CONSIGNE A: Recopiez fidèlement, dans la critique consacrée à Amin Maalouf, le passage qui s’ouvre sur les mots contenant "La guerre irano-israélienne" et se referme sur "labyrinthe de l’histoire.".
CONSIGNE B: D’après la critique consacrée à Amin Maalouf, sur quel événement s’ouvre l’essai Le Labyrinthe des égarés ?
CONSIGNE C: Traduisez en anglais cette phrase de la critique consacrée à Amin Maalouf : « Hélas, nul n’avait songé que la démesure toucherait le progrès lui-même. »

TEXTE CITÉ:
◇ ◇ ◇ ◇ ◇ ◇ ◇

Critiques littéraires

Amin Maalouf : de Tsushima à Gaza, le crépuscule des Lumières ?

Amin Maalouf : de Tsushima à Gaza, le crépuscule des Lumières ?

© Loïc Venance / AFP

La guerre de Gaza qui se déroule sous nos yeux apparaît comme l’épilogue naturel de l’essai d’Amin Maalouf, Le Labyrinthe des égarés. L’ouvrage s’ouvre sur la défaite militaire russe en 1905 contre le Japon, face à l’île de Tsushima. Il s’achève en interrogations angoissées sur la guerre d’Ukraine, l’avenir de l’Occident et du monde, qui rappellent les déplorations de Théodore Métochitès (1270-1332). Un siècle avant la chute de Constantinople, ce dernier écrit dans ses Thrènes sur le déclin de l’Empire Romain : « Une immense tristesse m’étreint quand je pense aux épreuves passées (…) Mais c’est surtout de l’avenir qu’il me sera pénible de parler : comment ces bouleversements innombrables et la fatalité inexorable amèneront-ils les épreuves à venir et le naufrage final ? ». Pour Maalouf, l’égarement commence quand « un dirigeant se demande s’il a raison de s’estimer lésé et de vouloir punir ses adversaires » (p. 434) au lieu de faire valoir son intérêt militairement.

La guerre irano-israélienne de Gaza, par Palestiniens interposés, révèle la faillite morale de principes, supposés universels, que l’Occident a partagés avec tous les membres de l’unique famille humaine. Refermant l’ouvrage, on se surprend à se demander : « Gaza sera-t-elle le tombeau de l’Aufklärung et de la suprématie occidentale ? » Les Lumières s’estompent aujourd’hui dans la pénombre crépusculaire d’une modernité ultraperformante, grisée par la haine identitaire, ayant épuisé les ressources spirituelles qui auraient pu servir de fil d’Ariane aux égarés du labyrinthe de l’histoire.

Tout au long des 437 pages de son essai, Amin Maalouf déploie une fresque monumentale de la civilisation la plus brillante, la plus performante, la plus exceptionnelle de l’histoire humaine. On peut aimer ou détester l’Occident. Il n’empêche que sa civilisation et sa culture ont servi d’idéal et de modèle à suivre depuis cinq siècles. On loue son avancée inouïe dans les sciences. On l’admire pour ses réalisations qui ont amélioré nos conditions de vie. On le redoute pour sa puissance. Amin Maalouf nous fournit des jalons précis permettant de mettre en parallèle l’exploit lumineux, intellectuel et technique de l’Occident avec sa face sombre, celle qui le précipite dans le pire des pièges de la nature humaine : la « démesure », cette redoutable hubris, tentation faustienne et prométhéenne à la fois. On l’exprime traditionnellement par l’optimisme historique, et on la personnifie par le concept de progrès qui a enthousiasmé les peuples du monde avec son utopie de pouvoir réaliser le paradis sur terre, par la seule volonté de l’homme. L’optimisme historique signifie qu’on détient toute la vérité et qu’on « ne compte sur rien ni personne, sauf sur soi-même et sur la bagarre » (E. Roudinesco). Hélas, nul n’avait songé que la démesure toucherait le progrès lui-même. Le XXIe siècle en est une sanglante illustration.

◇ ◇ ◇ ◇ ◇ ◇ ◇

JEU DE DONNÉES:

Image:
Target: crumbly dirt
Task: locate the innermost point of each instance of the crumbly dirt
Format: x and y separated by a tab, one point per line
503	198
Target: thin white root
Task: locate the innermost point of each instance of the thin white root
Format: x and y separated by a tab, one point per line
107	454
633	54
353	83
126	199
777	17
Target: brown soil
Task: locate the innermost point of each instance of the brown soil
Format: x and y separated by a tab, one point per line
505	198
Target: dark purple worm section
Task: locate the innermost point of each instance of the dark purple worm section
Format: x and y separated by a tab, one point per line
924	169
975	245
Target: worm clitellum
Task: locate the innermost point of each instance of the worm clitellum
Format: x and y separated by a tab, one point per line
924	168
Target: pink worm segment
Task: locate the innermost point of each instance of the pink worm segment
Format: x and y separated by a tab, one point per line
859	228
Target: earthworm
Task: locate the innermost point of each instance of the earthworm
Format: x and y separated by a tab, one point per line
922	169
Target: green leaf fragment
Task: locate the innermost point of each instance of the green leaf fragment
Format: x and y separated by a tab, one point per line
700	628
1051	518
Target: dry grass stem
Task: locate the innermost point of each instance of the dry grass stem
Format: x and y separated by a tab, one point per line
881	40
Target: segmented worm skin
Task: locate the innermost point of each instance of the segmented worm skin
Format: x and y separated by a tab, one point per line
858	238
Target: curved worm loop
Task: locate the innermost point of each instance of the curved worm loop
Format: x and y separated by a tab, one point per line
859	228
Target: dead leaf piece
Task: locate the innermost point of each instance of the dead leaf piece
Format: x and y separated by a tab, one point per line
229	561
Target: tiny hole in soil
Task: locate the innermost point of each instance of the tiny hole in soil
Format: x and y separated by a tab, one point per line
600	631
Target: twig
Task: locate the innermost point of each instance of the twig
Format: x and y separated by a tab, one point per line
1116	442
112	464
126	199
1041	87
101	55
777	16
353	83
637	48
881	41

◇ ◇ ◇ ◇ ◇ ◇ ◇

RÉPONSE A:
La guerre irano-israélienne de Gaza, par Palestiniens interposés, révèle la faillite morale de principes, supposés universels, que l’Occident a partagés avec tous les membres de l’unique famille humaine. Refermant l’ouvrage, on se surprend à se demander : « Gaza sera-t-elle le tombeau de l’Aufklärung et de la suprématie occidentale ? » Les Lumières s’estompent aujourd’hui dans la pénombre crépusculaire d’une modernité ultraperformante, grisée par la haine identitaire, ayant épuisé les ressources spirituelles qui auraient pu servir de fil d’Ariane aux égarés du labyrinthe de l’histoire.

RÉPONSE B: Sur la défaite militaire russe de 1905 contre le Japon, face à l’île de Tsushima.

RÉPONSE C: Alas, no one had imagined that excess would affect progress itself.